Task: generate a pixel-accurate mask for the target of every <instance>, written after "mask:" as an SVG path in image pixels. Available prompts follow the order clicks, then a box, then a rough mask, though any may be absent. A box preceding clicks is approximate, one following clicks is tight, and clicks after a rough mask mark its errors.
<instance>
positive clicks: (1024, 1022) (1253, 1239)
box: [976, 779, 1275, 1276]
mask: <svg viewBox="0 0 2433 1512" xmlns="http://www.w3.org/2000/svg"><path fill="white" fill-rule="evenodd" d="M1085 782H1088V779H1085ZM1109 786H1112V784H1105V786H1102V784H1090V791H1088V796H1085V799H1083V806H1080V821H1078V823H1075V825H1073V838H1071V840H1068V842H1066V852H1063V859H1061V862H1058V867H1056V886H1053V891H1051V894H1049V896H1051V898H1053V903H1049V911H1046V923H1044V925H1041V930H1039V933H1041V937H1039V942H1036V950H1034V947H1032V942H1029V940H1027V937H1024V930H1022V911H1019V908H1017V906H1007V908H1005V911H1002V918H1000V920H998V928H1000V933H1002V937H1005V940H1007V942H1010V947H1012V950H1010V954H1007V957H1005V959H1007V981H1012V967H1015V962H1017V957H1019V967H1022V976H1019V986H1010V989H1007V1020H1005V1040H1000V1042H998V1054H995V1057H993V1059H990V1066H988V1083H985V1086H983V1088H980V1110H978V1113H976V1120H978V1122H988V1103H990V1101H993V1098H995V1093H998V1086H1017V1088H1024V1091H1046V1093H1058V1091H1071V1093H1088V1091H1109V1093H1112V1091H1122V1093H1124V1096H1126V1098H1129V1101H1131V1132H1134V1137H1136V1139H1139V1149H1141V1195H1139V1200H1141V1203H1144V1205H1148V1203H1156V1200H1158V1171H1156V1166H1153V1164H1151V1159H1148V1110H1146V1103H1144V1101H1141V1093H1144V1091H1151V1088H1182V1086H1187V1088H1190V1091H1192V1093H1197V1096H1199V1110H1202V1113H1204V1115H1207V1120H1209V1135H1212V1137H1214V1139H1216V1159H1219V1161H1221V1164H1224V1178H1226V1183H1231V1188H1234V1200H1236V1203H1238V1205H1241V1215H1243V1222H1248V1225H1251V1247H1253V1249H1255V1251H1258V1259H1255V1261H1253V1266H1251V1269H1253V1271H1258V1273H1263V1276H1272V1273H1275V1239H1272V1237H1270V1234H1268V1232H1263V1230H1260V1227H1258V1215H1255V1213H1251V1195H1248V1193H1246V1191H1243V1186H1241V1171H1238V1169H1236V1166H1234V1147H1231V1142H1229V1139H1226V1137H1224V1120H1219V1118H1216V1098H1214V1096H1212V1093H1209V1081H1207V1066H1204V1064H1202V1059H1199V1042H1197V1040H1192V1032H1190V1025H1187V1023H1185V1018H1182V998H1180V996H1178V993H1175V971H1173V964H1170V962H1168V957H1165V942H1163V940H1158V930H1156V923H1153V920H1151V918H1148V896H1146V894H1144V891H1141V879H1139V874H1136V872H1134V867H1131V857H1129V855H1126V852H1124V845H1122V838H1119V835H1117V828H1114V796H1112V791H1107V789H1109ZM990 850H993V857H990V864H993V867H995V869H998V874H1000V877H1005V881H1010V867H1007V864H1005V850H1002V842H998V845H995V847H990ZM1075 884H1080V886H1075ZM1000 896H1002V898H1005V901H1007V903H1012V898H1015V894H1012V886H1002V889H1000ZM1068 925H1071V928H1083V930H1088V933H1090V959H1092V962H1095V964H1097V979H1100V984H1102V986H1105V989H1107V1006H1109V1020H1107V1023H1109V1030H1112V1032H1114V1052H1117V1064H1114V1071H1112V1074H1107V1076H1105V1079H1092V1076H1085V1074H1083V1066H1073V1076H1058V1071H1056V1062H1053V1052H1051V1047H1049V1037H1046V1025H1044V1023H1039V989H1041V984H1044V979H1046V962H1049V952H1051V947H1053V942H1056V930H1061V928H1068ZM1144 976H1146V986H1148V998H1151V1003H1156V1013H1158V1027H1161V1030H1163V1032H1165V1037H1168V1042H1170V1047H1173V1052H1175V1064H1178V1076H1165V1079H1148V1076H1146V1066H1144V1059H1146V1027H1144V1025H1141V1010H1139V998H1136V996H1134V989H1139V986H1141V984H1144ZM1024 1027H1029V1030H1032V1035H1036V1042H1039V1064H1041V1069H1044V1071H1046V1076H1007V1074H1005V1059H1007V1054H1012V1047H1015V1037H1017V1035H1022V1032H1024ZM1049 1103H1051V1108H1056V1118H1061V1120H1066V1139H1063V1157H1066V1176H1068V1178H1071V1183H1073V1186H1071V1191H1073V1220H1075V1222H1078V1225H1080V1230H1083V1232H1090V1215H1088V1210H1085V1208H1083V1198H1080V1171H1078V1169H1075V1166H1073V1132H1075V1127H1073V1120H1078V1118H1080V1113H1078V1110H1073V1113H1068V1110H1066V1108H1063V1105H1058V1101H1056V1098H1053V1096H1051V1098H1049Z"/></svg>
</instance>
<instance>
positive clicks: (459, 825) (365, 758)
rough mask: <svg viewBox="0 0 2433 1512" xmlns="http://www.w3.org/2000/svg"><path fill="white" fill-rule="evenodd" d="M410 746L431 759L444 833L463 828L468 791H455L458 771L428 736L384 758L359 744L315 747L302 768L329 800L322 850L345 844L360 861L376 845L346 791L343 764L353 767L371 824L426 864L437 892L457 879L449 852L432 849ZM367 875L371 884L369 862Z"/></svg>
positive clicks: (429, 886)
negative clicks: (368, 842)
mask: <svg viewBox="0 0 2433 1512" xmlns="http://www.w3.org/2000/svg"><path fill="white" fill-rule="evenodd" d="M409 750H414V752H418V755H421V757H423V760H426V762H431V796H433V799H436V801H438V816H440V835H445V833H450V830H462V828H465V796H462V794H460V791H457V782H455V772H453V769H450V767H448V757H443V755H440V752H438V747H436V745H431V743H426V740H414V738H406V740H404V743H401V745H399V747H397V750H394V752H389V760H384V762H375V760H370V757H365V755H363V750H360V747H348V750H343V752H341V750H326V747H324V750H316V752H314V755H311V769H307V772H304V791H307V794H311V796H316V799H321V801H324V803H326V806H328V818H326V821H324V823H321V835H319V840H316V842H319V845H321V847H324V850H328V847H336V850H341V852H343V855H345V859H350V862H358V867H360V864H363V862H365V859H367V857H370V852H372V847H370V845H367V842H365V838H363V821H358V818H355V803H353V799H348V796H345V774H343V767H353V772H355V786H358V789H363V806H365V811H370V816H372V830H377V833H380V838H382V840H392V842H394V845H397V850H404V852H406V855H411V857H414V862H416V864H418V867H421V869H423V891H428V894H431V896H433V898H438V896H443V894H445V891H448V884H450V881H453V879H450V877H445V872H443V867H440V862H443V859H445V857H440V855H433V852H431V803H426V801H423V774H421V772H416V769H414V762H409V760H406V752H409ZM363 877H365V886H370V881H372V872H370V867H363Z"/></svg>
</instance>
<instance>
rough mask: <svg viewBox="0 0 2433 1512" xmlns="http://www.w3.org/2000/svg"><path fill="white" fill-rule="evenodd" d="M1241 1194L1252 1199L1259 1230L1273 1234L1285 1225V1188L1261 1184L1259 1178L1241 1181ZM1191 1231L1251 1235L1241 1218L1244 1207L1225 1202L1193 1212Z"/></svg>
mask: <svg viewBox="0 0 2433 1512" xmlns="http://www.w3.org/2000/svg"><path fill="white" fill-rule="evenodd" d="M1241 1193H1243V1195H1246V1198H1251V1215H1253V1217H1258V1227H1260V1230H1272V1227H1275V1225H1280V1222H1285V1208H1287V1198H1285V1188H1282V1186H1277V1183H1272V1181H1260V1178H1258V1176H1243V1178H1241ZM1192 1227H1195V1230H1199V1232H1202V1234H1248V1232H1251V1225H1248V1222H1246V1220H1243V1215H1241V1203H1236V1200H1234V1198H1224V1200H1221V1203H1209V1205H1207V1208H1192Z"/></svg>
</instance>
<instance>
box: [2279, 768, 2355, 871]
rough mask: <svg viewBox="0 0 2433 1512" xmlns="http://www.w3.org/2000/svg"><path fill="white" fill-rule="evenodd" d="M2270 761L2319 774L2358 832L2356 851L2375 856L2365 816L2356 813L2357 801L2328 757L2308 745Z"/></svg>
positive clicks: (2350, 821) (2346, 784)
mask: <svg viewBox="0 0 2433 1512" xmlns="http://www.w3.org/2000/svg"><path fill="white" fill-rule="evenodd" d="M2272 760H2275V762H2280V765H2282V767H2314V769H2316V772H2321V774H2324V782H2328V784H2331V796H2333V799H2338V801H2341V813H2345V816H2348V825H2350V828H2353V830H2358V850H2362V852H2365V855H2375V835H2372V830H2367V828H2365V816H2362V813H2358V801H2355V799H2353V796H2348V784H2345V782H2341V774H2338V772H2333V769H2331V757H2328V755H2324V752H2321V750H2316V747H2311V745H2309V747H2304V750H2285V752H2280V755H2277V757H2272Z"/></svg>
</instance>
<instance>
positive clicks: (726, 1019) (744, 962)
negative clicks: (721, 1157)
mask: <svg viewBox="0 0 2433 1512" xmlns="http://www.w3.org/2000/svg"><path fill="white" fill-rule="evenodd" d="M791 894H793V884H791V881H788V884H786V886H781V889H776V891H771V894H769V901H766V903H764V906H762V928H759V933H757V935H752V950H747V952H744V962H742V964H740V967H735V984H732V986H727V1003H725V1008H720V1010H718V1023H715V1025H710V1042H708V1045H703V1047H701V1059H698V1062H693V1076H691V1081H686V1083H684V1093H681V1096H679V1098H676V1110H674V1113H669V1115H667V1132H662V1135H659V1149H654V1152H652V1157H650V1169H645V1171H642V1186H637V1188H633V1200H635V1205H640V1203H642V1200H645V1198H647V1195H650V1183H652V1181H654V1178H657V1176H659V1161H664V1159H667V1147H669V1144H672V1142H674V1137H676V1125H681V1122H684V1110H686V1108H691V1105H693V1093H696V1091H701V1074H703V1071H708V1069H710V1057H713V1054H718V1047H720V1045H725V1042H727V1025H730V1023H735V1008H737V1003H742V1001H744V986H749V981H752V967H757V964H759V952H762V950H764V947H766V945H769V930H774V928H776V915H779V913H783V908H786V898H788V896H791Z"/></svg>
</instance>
○ ○ ○ ○ ○ ○ ○
Could you write out exactly the lines above, starting at the first one and ending with the line that has "positive clicks: (1024, 1022) (1253, 1239)"?

=== Result of this task ===
Task: generate a pixel-accurate mask for the target of every <instance>, written after "mask:" as an SVG path in image pixels. Available prompts follow the order clicks, then a box, then a rough mask, though any may be absent. A box preceding clicks is approximate, one following clicks is tight, and clicks after a rough mask mark its errors.
<instance>
positive clicks: (1024, 1022) (1253, 1239)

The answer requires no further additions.